• [Übungsaufgaben]
1. Bearbeiten Sie bitte den Abschnitt des Übungstexts, der mit den Worten „3. Zum Einsatz“ beginnt und mit „eigenen Existenzminimums benötigt.“ endet. Geben Sie ihn wieder und setzen Sie dabei „Wohnung“ an die Stelle von „Immobilie“.
2. Fassen Sie den Übungstext in drei Sätzen zusammen.

• [Übungstext]
•••••

1. Zur Bestimmung der Leistungsfähigkeit gegenüber minderjährigen Kindern eines Unterhaltsschuldners, der aufgrund eines erlittenen Körperschaden Sozialleistungen bezieht, für die die Deckungsvermutung im Bezug auf schadensbedingte Mehraufwendungen gemäß § 1610a BGB eingreift.

2. Die in § 1610a BGB enthaltene gesetzliche Vermutung spricht dafür, dass vom Sozialhilfeträger lediglich solche Leistungen erbracht werden, die den behinderungsbedingten Mehrbedarf decken.

3. Zum Einsatz von Vermögenswerten (hier: Hälftiges Eigentum an einer Immobilie) zur Deckung des Unterhaltsbedarfs minderjähriger Kinder während der Dauer der Trennung der Eltern, wenn der Unterhaltspflichtige den vorhandenen Vermögenswert zur Deckung des eigenen Existenzminimums benötigt.

•••••

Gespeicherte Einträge
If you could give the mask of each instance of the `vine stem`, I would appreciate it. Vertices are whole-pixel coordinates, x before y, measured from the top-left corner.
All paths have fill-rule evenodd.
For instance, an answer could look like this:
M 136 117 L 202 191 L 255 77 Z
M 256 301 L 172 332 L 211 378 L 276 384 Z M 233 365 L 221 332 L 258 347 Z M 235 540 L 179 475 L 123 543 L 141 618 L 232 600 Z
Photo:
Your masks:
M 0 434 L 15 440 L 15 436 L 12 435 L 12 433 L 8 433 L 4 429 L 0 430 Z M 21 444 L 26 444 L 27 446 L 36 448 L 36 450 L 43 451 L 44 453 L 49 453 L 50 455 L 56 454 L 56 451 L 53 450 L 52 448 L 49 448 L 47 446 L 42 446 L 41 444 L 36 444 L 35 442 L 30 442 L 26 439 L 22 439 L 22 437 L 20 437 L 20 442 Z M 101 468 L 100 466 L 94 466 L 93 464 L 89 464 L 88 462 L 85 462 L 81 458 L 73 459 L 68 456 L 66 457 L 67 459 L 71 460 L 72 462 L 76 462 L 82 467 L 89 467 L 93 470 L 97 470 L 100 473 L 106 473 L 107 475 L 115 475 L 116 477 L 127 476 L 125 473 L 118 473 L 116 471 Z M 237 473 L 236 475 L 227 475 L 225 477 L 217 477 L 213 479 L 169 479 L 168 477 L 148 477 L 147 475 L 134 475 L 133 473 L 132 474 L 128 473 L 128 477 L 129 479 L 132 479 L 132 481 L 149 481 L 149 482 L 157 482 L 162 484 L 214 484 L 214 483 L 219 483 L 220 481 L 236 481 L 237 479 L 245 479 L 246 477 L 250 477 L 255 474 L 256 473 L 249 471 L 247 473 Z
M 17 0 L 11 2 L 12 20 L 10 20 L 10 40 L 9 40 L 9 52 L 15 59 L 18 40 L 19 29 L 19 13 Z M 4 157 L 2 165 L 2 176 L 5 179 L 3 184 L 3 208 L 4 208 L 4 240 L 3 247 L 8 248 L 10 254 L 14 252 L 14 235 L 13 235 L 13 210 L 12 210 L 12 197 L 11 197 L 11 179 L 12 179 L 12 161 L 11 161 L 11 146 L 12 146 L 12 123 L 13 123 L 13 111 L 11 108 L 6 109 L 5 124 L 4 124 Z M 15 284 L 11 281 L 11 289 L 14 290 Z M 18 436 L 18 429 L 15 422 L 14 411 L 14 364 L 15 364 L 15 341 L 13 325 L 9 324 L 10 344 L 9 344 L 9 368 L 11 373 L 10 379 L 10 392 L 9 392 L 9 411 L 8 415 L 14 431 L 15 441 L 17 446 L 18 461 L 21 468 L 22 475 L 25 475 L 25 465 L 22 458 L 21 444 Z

•••••

• [Lösungen]
1.
3. Zum Einsatz von Vermögenswerten (hier: Hälftiges Eigentum an einer Wohnung) zur Deckung des Unterhaltsbedarfs minderjähriger Kinder während der Dauer der Trennung der Eltern, wenn der Unterhaltspflichtige den vorhandenen Vermögenswert zur Deckung des eigenen Existenzminimums benötigt.

2. Bestimmt wird die Leistungsfähigkeit eines Unterhaltsschuldners gegenüber minderjährigen Kindern, wenn er wegen eines erlittenen Körperschadens Sozialleistungen bezieht, für die die Deckungsvermutung des § 1610a BGB für schadensbedingte Mehraufwendungen eingreift. Die gesetzliche Vermutung in § 1610a BGB spricht dafür, dass der Sozialhilfeträger nur Leistungen erbringt, die den behinderungsbedingten Mehrbedarf decken. Zudem geht es um den Einsatz von Vermögenswerten wie hälftigem Eigentum an einer Immobilie für den Unterhalt minderjähriger Kinder während der Trennung der Eltern, wenn der Unterhaltspflichtige diesen Vermögenswert für sein eigenes Existenzminimum benötigt.